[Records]
════════════════

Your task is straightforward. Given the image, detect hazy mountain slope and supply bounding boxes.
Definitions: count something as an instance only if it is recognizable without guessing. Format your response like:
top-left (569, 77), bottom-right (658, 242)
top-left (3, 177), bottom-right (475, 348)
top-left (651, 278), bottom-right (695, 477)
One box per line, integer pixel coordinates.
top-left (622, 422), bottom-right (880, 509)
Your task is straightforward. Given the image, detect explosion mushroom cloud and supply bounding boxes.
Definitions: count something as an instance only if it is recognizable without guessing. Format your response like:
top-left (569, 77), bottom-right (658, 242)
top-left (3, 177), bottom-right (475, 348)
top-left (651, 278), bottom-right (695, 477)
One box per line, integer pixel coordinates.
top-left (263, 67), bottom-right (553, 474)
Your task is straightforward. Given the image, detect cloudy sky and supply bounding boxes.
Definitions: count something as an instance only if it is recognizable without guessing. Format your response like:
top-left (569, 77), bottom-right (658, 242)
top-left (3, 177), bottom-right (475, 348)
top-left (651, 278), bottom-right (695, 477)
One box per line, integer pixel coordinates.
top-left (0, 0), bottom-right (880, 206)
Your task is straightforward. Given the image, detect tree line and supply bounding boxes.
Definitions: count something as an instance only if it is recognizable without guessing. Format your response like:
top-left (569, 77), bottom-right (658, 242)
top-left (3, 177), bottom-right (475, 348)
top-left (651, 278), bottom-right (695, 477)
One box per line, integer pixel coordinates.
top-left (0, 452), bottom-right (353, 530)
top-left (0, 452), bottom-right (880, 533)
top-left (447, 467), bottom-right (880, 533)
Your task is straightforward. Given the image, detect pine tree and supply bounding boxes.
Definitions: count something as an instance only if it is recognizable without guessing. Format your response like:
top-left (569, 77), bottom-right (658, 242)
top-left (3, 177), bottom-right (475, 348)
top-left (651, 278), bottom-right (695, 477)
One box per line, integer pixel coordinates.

════════════════

* **What you have to do**: Print all the data exactly.

* **Written reply**:
Your task is straightforward. Given the image, detect hazy mountain slope and supply bounding boxes.
Definitions: count something as an instance only if it is recognizable without guessing. Format your response like:
top-left (569, 77), bottom-right (658, 242)
top-left (3, 177), bottom-right (475, 348)
top-left (651, 278), bottom-right (695, 477)
One box per line, integer pixel coordinates.
top-left (622, 422), bottom-right (880, 509)
Your task is straightforward. Given the image, detect explosion mushroom cloud and supply bounding boxes.
Definitions: count something as an instance only if it is recognizable without guessing. Format your response like:
top-left (569, 77), bottom-right (658, 242)
top-left (3, 177), bottom-right (475, 348)
top-left (651, 278), bottom-right (695, 477)
One box per line, integer pixel coordinates.
top-left (263, 67), bottom-right (553, 474)
Your task is straightforward. Given the image, detect cloudy sky and supply bounding boxes.
Definitions: count something as an instance only if it is recognizable without guessing. Format your response like:
top-left (569, 77), bottom-right (658, 242)
top-left (3, 177), bottom-right (475, 348)
top-left (651, 278), bottom-right (695, 477)
One box per line, integer pixel coordinates.
top-left (0, 0), bottom-right (880, 206)
Your task is straightforward. Given the image, detect tree line and supply bounding boxes.
Definitions: count something as an instance only if it is recognizable without guessing. Format your response like:
top-left (569, 77), bottom-right (658, 242)
top-left (3, 177), bottom-right (475, 348)
top-left (651, 278), bottom-right (695, 477)
One box per line, integer pixel coordinates.
top-left (0, 452), bottom-right (353, 530)
top-left (0, 452), bottom-right (880, 533)
top-left (447, 467), bottom-right (880, 533)
Your task is straightforward. Given the image, detect pine tree and supply bounding boxes.
Definitions: count something as an instance only if it is recognizable without guessing. Format your response like:
top-left (569, 77), bottom-right (658, 242)
top-left (3, 177), bottom-right (475, 348)
top-left (651, 278), bottom-right (695, 477)
One box per line, integer pixel coordinates.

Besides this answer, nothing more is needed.